_Your goal_. What follows is a block of records; restate each one word for word.

● ● ● ● ● ● ●

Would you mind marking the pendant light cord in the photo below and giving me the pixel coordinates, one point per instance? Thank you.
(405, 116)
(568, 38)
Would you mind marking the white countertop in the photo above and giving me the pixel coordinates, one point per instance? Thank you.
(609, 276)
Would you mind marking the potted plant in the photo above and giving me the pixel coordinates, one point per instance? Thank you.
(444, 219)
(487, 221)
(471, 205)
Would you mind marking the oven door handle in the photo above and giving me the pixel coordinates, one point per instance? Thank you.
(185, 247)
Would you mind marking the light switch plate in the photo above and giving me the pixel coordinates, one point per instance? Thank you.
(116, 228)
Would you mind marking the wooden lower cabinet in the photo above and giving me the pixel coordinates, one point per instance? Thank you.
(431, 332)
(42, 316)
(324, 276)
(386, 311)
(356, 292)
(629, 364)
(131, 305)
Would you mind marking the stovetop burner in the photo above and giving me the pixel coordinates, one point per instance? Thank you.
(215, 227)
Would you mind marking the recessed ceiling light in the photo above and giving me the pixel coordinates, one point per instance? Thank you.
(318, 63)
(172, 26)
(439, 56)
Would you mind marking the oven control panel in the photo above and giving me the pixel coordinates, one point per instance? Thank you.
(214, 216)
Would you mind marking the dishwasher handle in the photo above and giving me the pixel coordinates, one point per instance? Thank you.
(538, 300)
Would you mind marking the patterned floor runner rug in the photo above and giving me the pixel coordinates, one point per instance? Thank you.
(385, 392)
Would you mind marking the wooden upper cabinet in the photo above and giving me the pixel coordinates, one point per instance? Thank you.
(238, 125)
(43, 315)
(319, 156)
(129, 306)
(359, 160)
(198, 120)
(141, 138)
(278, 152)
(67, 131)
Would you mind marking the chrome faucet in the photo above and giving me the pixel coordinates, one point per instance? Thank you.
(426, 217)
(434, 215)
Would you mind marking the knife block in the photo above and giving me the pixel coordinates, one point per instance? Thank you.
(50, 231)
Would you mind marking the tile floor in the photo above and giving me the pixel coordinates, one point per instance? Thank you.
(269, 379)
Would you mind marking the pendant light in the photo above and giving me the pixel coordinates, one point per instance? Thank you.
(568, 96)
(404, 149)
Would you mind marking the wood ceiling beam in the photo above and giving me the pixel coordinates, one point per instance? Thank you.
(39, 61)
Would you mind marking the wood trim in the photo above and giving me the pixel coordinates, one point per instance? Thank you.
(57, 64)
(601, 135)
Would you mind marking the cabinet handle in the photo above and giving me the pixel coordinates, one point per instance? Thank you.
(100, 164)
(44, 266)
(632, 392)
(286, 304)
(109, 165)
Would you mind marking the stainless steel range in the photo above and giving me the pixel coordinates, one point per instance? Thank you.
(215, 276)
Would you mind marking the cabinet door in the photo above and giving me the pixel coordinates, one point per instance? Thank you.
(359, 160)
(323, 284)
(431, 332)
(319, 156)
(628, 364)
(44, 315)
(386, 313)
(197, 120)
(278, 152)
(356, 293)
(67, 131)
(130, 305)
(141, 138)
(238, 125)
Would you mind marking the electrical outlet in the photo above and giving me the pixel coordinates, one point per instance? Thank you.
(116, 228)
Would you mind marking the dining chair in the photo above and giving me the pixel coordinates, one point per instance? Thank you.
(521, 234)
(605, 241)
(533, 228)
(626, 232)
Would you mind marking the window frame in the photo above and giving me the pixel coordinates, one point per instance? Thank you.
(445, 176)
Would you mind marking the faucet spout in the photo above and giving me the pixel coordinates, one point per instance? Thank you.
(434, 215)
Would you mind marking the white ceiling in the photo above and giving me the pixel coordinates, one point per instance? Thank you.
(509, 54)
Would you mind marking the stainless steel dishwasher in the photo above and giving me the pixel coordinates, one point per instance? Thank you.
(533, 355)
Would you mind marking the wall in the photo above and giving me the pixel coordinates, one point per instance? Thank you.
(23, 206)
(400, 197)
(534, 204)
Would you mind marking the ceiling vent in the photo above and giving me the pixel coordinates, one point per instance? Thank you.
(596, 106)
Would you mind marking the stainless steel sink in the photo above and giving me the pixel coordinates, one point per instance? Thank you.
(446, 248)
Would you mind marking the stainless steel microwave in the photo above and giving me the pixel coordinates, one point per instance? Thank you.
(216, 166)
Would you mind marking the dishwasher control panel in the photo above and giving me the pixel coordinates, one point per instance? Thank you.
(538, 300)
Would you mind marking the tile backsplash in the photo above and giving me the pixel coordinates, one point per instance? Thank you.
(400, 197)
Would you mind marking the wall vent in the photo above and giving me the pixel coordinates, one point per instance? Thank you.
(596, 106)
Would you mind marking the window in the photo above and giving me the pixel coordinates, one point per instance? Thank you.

● ● ● ● ● ● ●

_Answer for the task_.
Would you mind marking the pendant light cord in the photo below and giving me the pixel coordinates, one point per instance? Thank you.
(405, 116)
(568, 38)
Would you mind marking the white countertop in the photo above and giving me the pixel coordinates, one point per instance? Thank you.
(609, 276)
Would you mind marking the potted plant in the photo above and giving me the pixel coordinates, one point per instance? Thank you.
(444, 219)
(487, 221)
(471, 205)
Would you mind marking the oven door handle in the photo above and giving me the pixel coordinates, one point per instance? Thank you.
(185, 247)
Would you mind marking the light switch plate in the photo above and giving me the pixel coordinates, one point per instance? Thank you.
(116, 228)
Would you mind marking the wooden lower cabinet in the photo above and giving me the pixel coordinates, one point per instance? Thank you.
(431, 332)
(42, 316)
(324, 276)
(386, 311)
(356, 292)
(629, 364)
(131, 305)
Would you mind marking the stovetop burner in the photo above and giving me the pixel coordinates, one point per instance? Thank you.
(215, 227)
Would you mind marking the recessed ceiling light in the photo above and giving me the pixel coordinates, one point per instance? Thank you.
(318, 63)
(172, 26)
(439, 56)
Would you mind marking the oven control panel in the photo above and giving me the pixel coordinates, one point per instance? Thank you.
(214, 216)
Would you mind marking the dishwasher handle in the photo above and giving me the pixel coordinates, one point per instance? Thank you.
(538, 300)
Would you mind marking the patterned floor runner rug in the photo above and giving me the pixel coordinates, one point per instance? Thank you.
(385, 392)
Would you mind marking the wooden upper cabinet in the photo above and giving me the pixel coordinates, one point per instance? Thank you.
(238, 125)
(43, 315)
(319, 156)
(129, 306)
(359, 160)
(198, 120)
(141, 138)
(278, 152)
(67, 131)
Would you mind marking the chrome faucet in the photo above and giving me the pixel coordinates, one point per instance? Thank you.
(426, 217)
(434, 215)
Would you mind marking the knife block in the photo above and giving me the pixel coordinates, one point per instance? Thank you.
(50, 231)
Would you mind marking the tile floor in the photo above and giving me the pixel coordinates, one point per instance? Thank you.
(269, 379)
Would you mind marking the pendant light in the photo above and giving me the pixel coordinates, one point per instance? Thank you.
(568, 96)
(404, 149)
Would you mind marking the wood ceiling beam in the photo above and giving me the pixel coordinates, one point per instance? Thank you.
(39, 61)
Would you mind marking the wood trim in the photo above and giving me the pixel coordinates, one point per instance? Thank you.
(57, 64)
(601, 135)
Would you mind marking the cabinet handle in the photo above and giving me the pixel coordinates, one point per instance? Thank you.
(100, 164)
(44, 266)
(632, 392)
(286, 304)
(109, 165)
Would you mind marking the stainless steel range in the photo above and giving me the pixel coordinates, one point per instance? Thank you.
(215, 276)
Would you mind marking the cabinet door in the photo above and giving me the pixel coordinates, one point per instance? Thank you.
(359, 160)
(323, 284)
(431, 332)
(319, 156)
(628, 364)
(44, 315)
(386, 313)
(197, 120)
(278, 152)
(356, 293)
(67, 131)
(130, 305)
(141, 138)
(238, 125)
Would you mind marking the electrical outlet in the photo above and giving me the pixel coordinates, one point per instance? Thank you.
(116, 228)
Would you mind marking the dining chair in the photo above and giving me the pixel coordinates, one point per instance? Thank you.
(521, 234)
(605, 241)
(533, 228)
(626, 232)
Would you mind marking the window frame in the photo above and giving me the pixel coordinates, one point per instance? Thank you.
(445, 176)
Would you mind marking the faucet spout in the photo above and giving me the pixel coordinates, one point per instance? Thank you.
(434, 215)
Would you mind marking the white ceiling in the photo above and giving me the pixel coordinates, one point per instance? Thank you.
(509, 54)
Would you mind marking the stainless steel dishwasher in the photo above and giving me the pixel coordinates, one point per instance? Thank you.
(533, 355)
Would you mind marking the wall in the photo above and giving me the pixel coordinates, one point per instance? Thank you.
(23, 206)
(400, 197)
(534, 204)
Would you mind marking the ceiling vent in the photo above and giving me the pixel coordinates, one point per instance? Thank you.
(596, 106)
Would you mind marking the stainless steel sink in the photo above and giving me the pixel coordinates, one point per instance? Thank you.
(446, 248)
Would you mind marking the stainless steel microwave in the photo above and giving me the pixel coordinates, one point per instance? Thank you.
(216, 166)
Would you mind marking the dishwasher control panel in the photo above and giving me the pixel coordinates, one point per instance? Thank you.
(538, 300)
Would you mind marking the tile backsplash in the photo above and giving me the pixel coordinates, one point per instance? Thank you.
(400, 197)
Would you mind marking the wall vent in the photo above and giving me the pixel coordinates, one point per instance? Thank you.
(596, 106)
Would you mind marking the window in the photo above and giving me the pixel coordinates, one point per instance? Thank you.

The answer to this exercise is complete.